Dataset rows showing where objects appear

----

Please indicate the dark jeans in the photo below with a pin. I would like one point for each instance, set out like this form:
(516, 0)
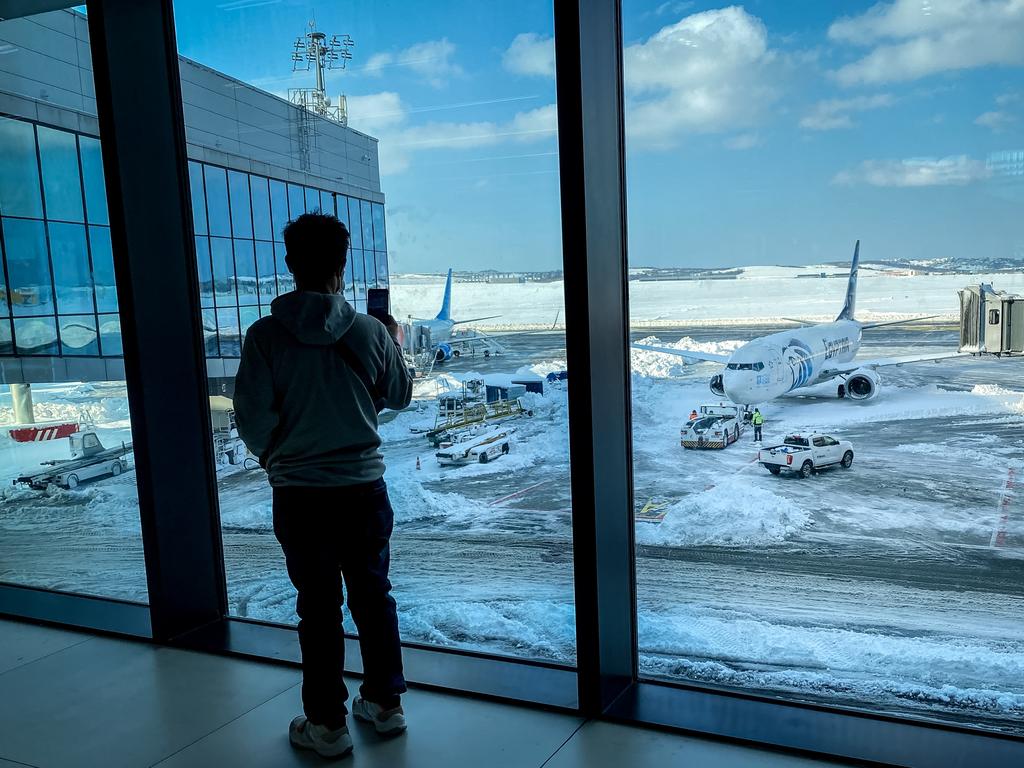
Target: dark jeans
(327, 534)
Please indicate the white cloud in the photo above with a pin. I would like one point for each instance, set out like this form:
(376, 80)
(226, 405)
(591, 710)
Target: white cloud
(911, 39)
(996, 121)
(742, 141)
(955, 170)
(431, 59)
(836, 113)
(386, 117)
(530, 54)
(708, 73)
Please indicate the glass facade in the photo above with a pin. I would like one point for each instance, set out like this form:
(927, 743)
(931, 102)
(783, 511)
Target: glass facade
(59, 268)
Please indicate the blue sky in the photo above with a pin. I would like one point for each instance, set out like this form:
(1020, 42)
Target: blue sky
(769, 132)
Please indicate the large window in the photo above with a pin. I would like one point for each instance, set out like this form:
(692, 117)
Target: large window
(762, 143)
(494, 537)
(69, 511)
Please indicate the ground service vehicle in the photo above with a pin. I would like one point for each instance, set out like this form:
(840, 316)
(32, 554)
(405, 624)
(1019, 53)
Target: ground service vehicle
(473, 448)
(716, 427)
(88, 460)
(804, 455)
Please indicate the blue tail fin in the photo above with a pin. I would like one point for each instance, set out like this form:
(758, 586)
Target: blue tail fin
(445, 312)
(851, 290)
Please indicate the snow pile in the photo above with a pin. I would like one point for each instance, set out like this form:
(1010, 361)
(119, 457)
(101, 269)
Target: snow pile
(537, 629)
(660, 366)
(922, 670)
(735, 512)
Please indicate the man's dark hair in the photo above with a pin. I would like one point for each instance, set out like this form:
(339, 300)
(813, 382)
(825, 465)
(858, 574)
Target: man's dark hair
(315, 247)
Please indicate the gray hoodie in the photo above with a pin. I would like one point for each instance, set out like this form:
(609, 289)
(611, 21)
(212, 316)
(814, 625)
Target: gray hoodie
(298, 404)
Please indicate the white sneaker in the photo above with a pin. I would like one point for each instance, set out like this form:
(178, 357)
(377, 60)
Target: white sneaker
(323, 740)
(387, 722)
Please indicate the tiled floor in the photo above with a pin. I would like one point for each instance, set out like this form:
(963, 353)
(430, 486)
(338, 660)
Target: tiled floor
(73, 699)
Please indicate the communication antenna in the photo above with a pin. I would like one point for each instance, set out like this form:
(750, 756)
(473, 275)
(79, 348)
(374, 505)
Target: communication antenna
(314, 51)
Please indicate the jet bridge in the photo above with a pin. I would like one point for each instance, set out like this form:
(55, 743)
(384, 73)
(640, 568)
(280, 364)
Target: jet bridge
(991, 322)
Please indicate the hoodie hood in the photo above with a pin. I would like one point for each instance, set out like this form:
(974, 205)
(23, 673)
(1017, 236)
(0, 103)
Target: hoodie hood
(312, 317)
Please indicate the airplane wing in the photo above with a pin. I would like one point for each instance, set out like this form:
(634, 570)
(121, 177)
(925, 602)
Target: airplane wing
(849, 368)
(687, 353)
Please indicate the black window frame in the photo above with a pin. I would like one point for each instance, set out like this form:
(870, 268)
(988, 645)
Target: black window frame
(134, 51)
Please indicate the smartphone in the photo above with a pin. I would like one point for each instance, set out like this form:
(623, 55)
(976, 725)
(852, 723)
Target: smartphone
(379, 303)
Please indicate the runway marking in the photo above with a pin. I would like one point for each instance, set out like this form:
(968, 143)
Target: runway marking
(517, 493)
(999, 531)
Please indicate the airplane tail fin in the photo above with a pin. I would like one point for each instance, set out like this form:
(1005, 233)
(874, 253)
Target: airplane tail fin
(445, 312)
(851, 290)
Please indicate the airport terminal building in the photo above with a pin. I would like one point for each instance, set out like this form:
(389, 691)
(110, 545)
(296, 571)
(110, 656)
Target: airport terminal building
(255, 162)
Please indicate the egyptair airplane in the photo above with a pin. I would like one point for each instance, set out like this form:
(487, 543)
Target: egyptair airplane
(442, 345)
(772, 366)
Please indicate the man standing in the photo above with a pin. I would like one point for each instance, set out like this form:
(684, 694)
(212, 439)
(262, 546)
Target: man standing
(313, 376)
(758, 421)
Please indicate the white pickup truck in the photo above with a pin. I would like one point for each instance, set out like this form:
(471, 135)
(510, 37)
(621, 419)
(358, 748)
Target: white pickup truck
(474, 446)
(805, 455)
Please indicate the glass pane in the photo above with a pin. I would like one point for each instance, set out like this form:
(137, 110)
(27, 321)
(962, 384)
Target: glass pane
(36, 336)
(227, 330)
(754, 168)
(279, 207)
(210, 333)
(61, 180)
(19, 195)
(342, 212)
(72, 273)
(66, 523)
(92, 176)
(248, 315)
(285, 280)
(216, 201)
(78, 335)
(327, 203)
(242, 221)
(110, 335)
(198, 197)
(296, 202)
(28, 266)
(102, 268)
(474, 177)
(6, 338)
(223, 271)
(261, 208)
(245, 270)
(354, 225)
(368, 225)
(380, 241)
(205, 271)
(265, 271)
(312, 199)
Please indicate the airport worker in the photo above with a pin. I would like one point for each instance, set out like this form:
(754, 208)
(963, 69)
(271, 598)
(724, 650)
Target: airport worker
(758, 421)
(312, 378)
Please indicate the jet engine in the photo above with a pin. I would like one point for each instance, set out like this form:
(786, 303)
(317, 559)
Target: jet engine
(717, 386)
(862, 384)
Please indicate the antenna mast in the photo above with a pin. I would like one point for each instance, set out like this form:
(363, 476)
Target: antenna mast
(314, 51)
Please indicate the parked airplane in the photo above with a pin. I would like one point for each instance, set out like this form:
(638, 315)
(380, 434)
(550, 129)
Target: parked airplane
(771, 366)
(438, 333)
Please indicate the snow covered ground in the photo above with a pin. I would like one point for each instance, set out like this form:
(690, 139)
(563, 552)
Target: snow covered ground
(899, 582)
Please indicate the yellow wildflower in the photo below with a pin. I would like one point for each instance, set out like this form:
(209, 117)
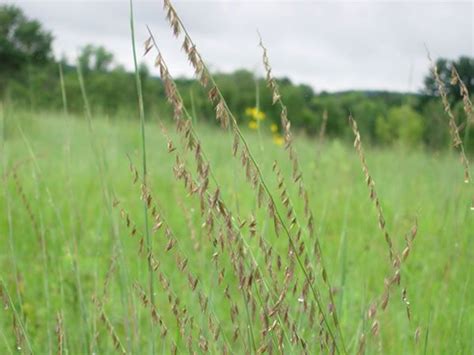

----

> [WHAT IS NEEDED] Report every line of the listing above that contains the word "black", matching case exactly.

> [ANSWER FOR THE TASK]
Please indicate the black window frame in the photo above with a pin. I would like one point for each instance, set out like this form:
Target: black window frame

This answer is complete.